══ EXERCISE DATA
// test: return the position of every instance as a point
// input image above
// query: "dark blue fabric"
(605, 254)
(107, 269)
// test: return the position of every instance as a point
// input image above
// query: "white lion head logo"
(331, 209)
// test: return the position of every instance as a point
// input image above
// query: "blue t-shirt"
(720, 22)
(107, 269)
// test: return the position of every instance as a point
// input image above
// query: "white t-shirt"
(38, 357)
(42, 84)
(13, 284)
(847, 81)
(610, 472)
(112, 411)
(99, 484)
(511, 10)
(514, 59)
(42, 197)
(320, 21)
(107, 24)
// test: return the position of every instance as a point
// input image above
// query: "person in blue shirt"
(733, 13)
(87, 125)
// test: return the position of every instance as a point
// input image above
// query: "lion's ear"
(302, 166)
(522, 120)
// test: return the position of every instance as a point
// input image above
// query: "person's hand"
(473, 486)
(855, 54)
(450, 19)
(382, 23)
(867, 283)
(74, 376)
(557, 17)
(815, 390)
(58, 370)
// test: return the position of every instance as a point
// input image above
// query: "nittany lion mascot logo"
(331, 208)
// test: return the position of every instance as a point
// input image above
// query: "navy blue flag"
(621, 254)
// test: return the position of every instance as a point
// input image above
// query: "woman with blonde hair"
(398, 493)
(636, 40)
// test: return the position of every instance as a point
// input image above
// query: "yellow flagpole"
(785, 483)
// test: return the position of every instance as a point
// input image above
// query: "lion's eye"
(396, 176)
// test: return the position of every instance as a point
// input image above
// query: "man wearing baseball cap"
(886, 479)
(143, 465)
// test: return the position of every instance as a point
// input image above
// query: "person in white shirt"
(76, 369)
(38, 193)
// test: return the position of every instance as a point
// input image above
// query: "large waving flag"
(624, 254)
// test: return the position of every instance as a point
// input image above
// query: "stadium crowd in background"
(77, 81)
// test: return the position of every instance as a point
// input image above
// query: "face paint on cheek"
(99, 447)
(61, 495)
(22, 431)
════
§ **ACTION ITEM**
Every record above needs to be returned in full, exactly.

§ **ANSWER BELOW**
// test: return the position of every instance as a point
// input image above
// query: "dark blue fabric"
(605, 254)
(107, 269)
// test: return the position of every instance as a point
// input image above
// query: "white lion head logo"
(331, 209)
// test: return the position of every instance as a point
// input image above
// query: "blue t-shirt"
(720, 22)
(107, 269)
// test: return the position of every instance as a point
// input image above
// query: "white t-shirt"
(38, 357)
(42, 84)
(13, 284)
(847, 81)
(610, 472)
(112, 411)
(99, 484)
(511, 10)
(514, 59)
(42, 197)
(320, 21)
(107, 24)
// test: return the position of every instance as a point
// input image above
// query: "person in blue shirt"
(733, 13)
(87, 125)
// test: return the position of every instance as a point
// input image above
// query: "lion's ear"
(302, 166)
(522, 120)
// test: return the position of every instance as a point
// input image above
// query: "person's hand"
(473, 486)
(855, 54)
(450, 19)
(382, 23)
(867, 283)
(74, 376)
(557, 17)
(815, 390)
(58, 370)
// test: return the position of every instance as a point
// input image above
// query: "nittany lion mascot logo"
(331, 208)
// test: return the position of every instance as a point
// input image above
// query: "navy blue flag"
(621, 254)
// test: return the position of every instance as a point
// input image above
// query: "woman with blonde hair"
(398, 493)
(636, 40)
// test: return the position of every instance as a point
// input image above
// query: "yellow flagpole"
(785, 483)
// test: return the position of every instance as a point
// input image above
// query: "lion's eye"
(396, 176)
// test: return the position of every instance as a point
// input image above
// query: "man wearing baseball cap"
(886, 479)
(143, 465)
// test: return the position of every instance as a point
// input image above
// query: "person in white shirt"
(76, 369)
(38, 193)
// test: return the position of every instance as a point
// input image above
// query: "large waving flag"
(624, 254)
// test: return the position of every instance as a point
// input image above
// query: "stadium crowd in background"
(77, 81)
// test: return the position of every instance as a point
// input image above
// query: "face paint on cheek"
(99, 447)
(61, 495)
(22, 431)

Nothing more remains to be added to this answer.